# Reifenwahl beim Stage 5.0



## Chanti (1. November 2011)

Hallo zusammen,

ich bin neu hier im Forum und absolute Anfängerin......nach stundenlangen lesen und Beratungen habe ich mir vor einem Monat das Radon Stage 5.0 aus 2011 gekauft und bin absolut zufrieden mit dem bike. 
Da ich in Bonn wohne, fahre ich vor allem im Siebengebirge oder im Kottenforst. Und am Wochenende hab ich mir mal den Flowtrail Stromberg angeschaut. Naja, ich merke vor allen Dingen, dass mir der Freeride und Downhill Bereich immer mehr spaß macht und gerade mit den ersten kleinen Hüpfern anfange. 
Da nun der Winter vor der Türe steht bzw die matschigere Jahreszeit, würde ich gerne wissen, welche Bereifung sinnvoll wäre für Trails im 7G, Kottenforst, aber auch auf Asphalt noch angenehm zu fahren sind. 
Hab jetzt schon oft vom Fat Albert oder Muddy Mary gehört......aber welche Breite und vor allem, was vorne oder hinten. Klar, hat da jeder seine eigene Erfahrung, aber was wäre ein guter Kompromiss.
Momentan fahre ich die Schwalbe Nobby Nic 2,25". 
Für ein paar Tipps bzw Meinungen wäre ich euch sehr dankbar

Grüsse
Natascha


----------



## Chanti (19. November 2011)

Hat denn keiner einen Tipp??


----------



## MTB-News.de




----------



## Piktogramm (19. November 2011)

Im Bereich Techtalk im Forum ist mehr los als in den Herstellerforen, vor allem da dein Problem ja vom Reifen und nicht vom Radon Rahmen abhängt 

An sich sind die Nobbys für ne Tourenschleuder mit 120mm ausreichend ohne deine genauen Bodenverhältnisse zu kennen.

Bei der Reifenbreite würde ich mich bei 19mm Innenweite der Crossride Laufräder auf 2,2" bzw 2,25" beschränken.

Datensätze aus einem Datenbestand:
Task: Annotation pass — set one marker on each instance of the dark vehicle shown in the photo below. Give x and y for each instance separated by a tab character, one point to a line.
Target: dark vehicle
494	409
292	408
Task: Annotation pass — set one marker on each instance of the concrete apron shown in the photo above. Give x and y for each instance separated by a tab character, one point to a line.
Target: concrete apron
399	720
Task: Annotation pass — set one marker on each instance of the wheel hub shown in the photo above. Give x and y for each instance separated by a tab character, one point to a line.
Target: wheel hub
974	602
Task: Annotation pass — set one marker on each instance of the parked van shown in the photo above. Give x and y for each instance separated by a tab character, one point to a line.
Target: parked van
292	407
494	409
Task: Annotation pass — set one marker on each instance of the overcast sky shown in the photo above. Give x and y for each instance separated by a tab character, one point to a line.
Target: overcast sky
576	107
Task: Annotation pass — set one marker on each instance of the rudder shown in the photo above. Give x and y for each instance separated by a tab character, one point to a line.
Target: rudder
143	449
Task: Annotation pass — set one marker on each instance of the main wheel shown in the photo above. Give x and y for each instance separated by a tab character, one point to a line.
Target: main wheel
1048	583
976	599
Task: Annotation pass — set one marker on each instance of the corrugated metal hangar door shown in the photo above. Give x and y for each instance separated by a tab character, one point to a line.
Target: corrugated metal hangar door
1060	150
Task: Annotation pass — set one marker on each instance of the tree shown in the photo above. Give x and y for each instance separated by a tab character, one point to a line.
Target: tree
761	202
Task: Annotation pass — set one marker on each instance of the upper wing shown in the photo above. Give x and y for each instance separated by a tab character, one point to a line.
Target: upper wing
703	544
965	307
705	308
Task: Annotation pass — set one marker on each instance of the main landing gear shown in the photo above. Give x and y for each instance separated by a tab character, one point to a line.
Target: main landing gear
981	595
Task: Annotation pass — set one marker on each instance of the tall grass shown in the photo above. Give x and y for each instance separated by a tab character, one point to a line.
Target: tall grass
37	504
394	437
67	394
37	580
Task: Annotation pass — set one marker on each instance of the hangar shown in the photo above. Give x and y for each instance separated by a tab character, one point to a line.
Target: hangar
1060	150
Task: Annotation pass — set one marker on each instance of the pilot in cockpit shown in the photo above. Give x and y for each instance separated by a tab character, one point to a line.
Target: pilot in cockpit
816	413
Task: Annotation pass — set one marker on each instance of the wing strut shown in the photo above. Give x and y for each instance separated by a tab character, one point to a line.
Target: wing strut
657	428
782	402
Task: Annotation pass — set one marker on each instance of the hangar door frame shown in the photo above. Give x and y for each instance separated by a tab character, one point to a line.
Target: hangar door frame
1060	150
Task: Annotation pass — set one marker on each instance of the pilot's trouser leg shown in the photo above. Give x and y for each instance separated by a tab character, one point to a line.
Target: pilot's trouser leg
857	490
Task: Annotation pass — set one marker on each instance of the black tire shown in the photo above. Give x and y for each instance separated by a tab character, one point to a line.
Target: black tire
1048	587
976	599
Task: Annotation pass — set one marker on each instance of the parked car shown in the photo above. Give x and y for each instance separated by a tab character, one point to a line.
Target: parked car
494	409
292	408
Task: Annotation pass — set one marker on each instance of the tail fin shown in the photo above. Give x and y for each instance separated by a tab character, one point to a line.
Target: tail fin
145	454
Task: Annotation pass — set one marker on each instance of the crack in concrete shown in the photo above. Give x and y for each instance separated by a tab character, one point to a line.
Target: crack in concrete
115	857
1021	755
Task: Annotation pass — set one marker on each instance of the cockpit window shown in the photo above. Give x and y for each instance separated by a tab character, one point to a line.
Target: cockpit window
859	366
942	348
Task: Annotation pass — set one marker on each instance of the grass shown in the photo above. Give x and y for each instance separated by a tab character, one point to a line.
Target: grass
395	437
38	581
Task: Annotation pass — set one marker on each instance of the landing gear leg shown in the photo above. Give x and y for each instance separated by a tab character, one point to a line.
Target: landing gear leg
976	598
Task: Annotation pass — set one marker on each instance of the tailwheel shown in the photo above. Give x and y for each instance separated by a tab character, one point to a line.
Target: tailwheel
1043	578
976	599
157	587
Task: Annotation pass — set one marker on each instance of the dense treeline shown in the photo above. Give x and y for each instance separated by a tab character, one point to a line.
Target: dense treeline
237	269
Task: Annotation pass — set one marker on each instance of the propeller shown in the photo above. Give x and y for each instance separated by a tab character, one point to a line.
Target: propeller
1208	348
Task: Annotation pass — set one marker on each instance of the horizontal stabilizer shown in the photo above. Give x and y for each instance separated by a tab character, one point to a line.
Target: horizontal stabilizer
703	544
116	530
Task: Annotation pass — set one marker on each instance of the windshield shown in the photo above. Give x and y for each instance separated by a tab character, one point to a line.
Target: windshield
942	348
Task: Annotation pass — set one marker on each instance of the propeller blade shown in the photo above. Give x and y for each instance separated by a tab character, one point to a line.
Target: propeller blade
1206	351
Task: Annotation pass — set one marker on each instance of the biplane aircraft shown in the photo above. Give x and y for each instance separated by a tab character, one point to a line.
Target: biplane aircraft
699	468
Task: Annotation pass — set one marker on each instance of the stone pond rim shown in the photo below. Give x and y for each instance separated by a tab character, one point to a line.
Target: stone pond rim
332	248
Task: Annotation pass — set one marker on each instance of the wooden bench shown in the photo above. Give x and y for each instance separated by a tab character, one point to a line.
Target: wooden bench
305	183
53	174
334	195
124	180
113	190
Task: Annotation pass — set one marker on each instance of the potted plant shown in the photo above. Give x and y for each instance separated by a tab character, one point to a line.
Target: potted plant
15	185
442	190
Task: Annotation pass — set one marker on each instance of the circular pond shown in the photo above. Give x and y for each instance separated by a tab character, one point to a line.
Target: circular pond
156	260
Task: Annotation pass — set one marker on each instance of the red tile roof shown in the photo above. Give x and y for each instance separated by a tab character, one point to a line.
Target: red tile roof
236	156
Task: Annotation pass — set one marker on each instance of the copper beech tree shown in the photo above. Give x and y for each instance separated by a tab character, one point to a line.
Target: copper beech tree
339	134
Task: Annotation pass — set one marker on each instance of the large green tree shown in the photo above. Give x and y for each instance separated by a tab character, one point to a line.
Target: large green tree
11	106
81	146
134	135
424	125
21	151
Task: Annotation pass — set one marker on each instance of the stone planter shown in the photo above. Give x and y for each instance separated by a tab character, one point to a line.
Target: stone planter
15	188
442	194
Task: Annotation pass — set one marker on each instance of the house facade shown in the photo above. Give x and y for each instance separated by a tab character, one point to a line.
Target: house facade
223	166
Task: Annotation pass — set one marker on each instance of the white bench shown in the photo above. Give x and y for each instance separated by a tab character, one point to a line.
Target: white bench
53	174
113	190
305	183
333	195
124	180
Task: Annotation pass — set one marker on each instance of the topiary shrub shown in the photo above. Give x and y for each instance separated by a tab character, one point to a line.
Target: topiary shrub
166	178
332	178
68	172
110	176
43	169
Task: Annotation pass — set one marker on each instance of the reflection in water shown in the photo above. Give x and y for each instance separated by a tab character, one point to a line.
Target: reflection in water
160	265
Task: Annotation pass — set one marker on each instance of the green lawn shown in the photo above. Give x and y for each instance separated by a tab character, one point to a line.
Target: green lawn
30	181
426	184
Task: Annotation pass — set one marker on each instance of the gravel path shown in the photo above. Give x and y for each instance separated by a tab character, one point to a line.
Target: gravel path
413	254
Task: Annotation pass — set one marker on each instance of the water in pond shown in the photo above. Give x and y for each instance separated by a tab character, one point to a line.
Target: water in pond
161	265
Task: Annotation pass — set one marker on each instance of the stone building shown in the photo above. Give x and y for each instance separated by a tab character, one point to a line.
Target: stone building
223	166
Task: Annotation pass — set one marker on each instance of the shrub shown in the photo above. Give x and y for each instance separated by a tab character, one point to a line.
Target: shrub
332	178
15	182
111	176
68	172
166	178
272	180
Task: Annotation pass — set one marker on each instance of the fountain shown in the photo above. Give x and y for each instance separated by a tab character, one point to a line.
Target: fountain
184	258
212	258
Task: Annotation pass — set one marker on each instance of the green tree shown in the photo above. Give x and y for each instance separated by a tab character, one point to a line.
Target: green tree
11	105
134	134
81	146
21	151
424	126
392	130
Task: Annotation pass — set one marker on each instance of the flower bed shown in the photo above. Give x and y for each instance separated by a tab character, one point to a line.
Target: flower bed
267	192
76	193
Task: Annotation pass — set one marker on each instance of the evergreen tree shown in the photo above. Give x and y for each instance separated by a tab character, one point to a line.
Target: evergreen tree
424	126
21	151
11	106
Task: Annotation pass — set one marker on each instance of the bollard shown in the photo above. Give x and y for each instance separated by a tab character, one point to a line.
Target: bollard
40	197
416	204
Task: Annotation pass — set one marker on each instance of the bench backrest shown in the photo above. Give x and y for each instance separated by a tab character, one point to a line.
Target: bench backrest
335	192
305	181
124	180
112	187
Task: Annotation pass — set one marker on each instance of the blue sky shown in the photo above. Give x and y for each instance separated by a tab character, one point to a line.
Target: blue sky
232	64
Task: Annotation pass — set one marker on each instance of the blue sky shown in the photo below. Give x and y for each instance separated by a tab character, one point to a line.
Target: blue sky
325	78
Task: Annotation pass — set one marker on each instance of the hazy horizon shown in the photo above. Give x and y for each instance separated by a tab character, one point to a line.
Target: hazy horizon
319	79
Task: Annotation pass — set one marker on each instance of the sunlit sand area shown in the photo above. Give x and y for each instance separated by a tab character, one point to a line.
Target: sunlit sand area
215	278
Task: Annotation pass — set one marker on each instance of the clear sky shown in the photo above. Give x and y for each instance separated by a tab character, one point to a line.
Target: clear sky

▶ _AUFGABE_
Welche Reifenmodelle werden im Forumsthread zur Reifenwahl beim Stage 5.0 mit Namen genannt?

▶ _SCHRIFTLICHE ANTWORT_
- Fat Albert
- Muddy Mary
- Schwalbe Nobby Nic